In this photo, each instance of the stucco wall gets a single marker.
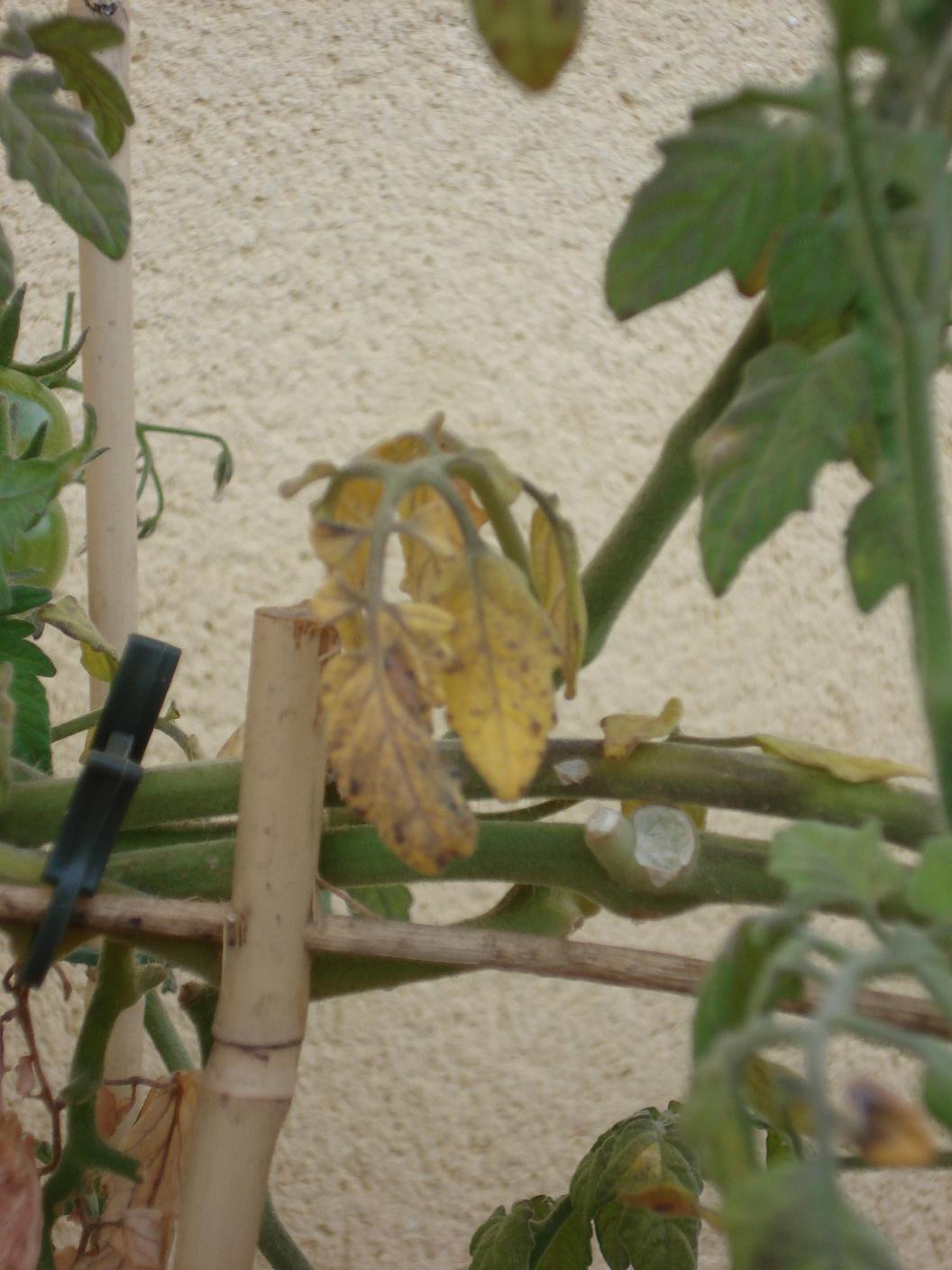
(345, 220)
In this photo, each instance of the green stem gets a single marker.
(911, 339)
(167, 1040)
(117, 989)
(664, 772)
(508, 532)
(727, 871)
(638, 535)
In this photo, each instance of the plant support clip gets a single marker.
(103, 793)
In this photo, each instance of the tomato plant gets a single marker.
(42, 550)
(831, 201)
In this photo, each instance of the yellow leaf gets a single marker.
(139, 1218)
(21, 1219)
(431, 538)
(98, 665)
(626, 732)
(848, 768)
(99, 658)
(499, 697)
(342, 517)
(555, 575)
(889, 1132)
(385, 761)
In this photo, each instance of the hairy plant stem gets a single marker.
(638, 535)
(664, 772)
(911, 333)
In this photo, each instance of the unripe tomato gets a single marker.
(31, 405)
(44, 548)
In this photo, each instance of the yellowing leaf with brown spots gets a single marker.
(555, 575)
(499, 697)
(848, 768)
(383, 757)
(341, 520)
(139, 1218)
(432, 538)
(889, 1132)
(626, 732)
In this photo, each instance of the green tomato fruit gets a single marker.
(33, 404)
(41, 553)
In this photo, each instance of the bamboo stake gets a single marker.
(259, 1024)
(105, 299)
(206, 922)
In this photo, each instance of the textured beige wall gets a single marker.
(345, 220)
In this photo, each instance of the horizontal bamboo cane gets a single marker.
(203, 922)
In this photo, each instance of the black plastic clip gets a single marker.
(103, 793)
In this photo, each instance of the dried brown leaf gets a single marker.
(848, 768)
(21, 1217)
(139, 1218)
(499, 695)
(626, 732)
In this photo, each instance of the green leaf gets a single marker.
(532, 40)
(23, 598)
(715, 1121)
(10, 326)
(6, 274)
(569, 1247)
(929, 890)
(727, 187)
(858, 24)
(14, 38)
(758, 463)
(31, 729)
(70, 42)
(506, 1239)
(56, 150)
(28, 484)
(391, 902)
(8, 715)
(793, 1218)
(811, 279)
(825, 865)
(734, 989)
(644, 1149)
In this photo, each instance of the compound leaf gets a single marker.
(756, 464)
(499, 693)
(876, 554)
(727, 187)
(70, 42)
(386, 763)
(792, 1217)
(56, 150)
(830, 865)
(6, 274)
(532, 40)
(31, 725)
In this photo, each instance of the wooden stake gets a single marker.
(105, 301)
(259, 1025)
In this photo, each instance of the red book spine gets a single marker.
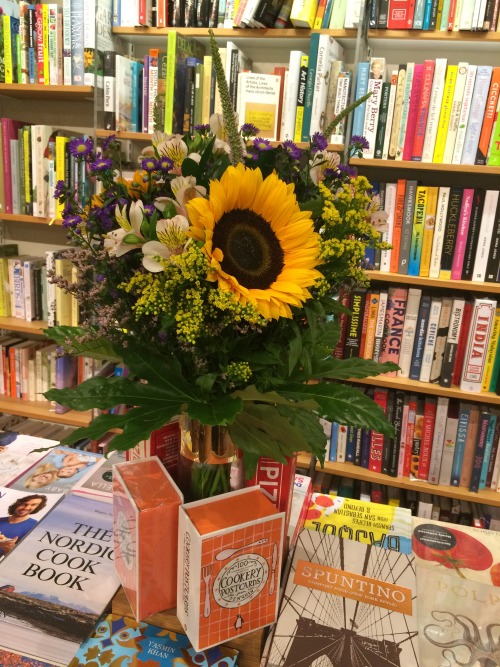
(423, 110)
(462, 343)
(376, 438)
(39, 43)
(427, 436)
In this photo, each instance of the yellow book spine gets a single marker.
(444, 115)
(492, 350)
(45, 32)
(7, 49)
(60, 168)
(429, 224)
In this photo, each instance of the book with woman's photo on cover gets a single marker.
(57, 472)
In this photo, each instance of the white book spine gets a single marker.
(291, 92)
(485, 235)
(410, 68)
(371, 115)
(478, 105)
(409, 329)
(450, 437)
(439, 229)
(390, 116)
(483, 313)
(464, 114)
(438, 439)
(389, 207)
(430, 339)
(456, 106)
(434, 109)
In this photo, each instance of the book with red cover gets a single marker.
(430, 406)
(423, 110)
(394, 321)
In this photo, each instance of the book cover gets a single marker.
(383, 525)
(339, 602)
(53, 592)
(456, 573)
(57, 471)
(119, 640)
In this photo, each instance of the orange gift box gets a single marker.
(229, 566)
(146, 505)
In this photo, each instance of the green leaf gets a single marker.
(344, 369)
(342, 404)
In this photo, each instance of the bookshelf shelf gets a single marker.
(428, 388)
(14, 217)
(43, 411)
(50, 93)
(16, 324)
(486, 497)
(406, 165)
(464, 285)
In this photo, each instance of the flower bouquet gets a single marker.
(213, 275)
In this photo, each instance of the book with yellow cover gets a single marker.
(428, 235)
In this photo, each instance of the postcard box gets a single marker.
(229, 566)
(146, 505)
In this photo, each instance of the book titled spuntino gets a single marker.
(348, 604)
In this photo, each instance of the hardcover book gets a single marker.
(345, 599)
(60, 581)
(119, 640)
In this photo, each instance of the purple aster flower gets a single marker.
(357, 140)
(103, 164)
(165, 164)
(108, 141)
(80, 147)
(292, 149)
(262, 144)
(250, 129)
(149, 164)
(59, 189)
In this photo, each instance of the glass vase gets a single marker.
(209, 462)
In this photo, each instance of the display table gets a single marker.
(249, 645)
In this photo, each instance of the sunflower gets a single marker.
(261, 246)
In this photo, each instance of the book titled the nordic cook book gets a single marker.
(59, 582)
(347, 604)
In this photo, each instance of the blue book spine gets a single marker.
(311, 77)
(487, 450)
(458, 457)
(350, 449)
(333, 442)
(358, 119)
(427, 15)
(419, 344)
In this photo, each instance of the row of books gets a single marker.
(51, 44)
(437, 440)
(443, 340)
(429, 112)
(33, 159)
(447, 232)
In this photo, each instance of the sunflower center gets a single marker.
(252, 251)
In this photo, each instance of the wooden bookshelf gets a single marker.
(44, 411)
(485, 497)
(462, 285)
(16, 324)
(51, 93)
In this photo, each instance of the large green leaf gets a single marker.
(342, 404)
(345, 369)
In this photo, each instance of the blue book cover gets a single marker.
(311, 77)
(458, 457)
(490, 435)
(419, 344)
(358, 118)
(333, 442)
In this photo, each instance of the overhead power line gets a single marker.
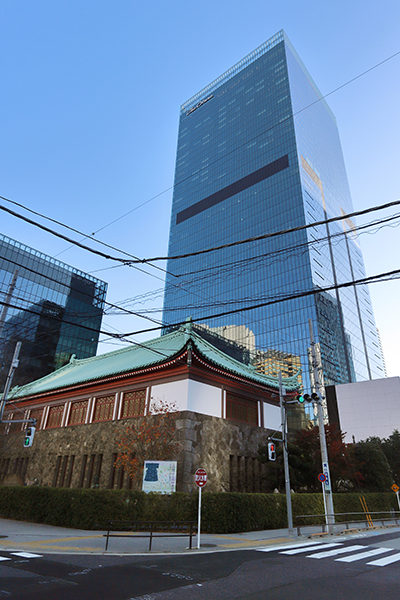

WHAT TO PRODUCE
How many lines of the material contain the word "wooden"? Reply with the number alone.

FINISHED ANSWER
2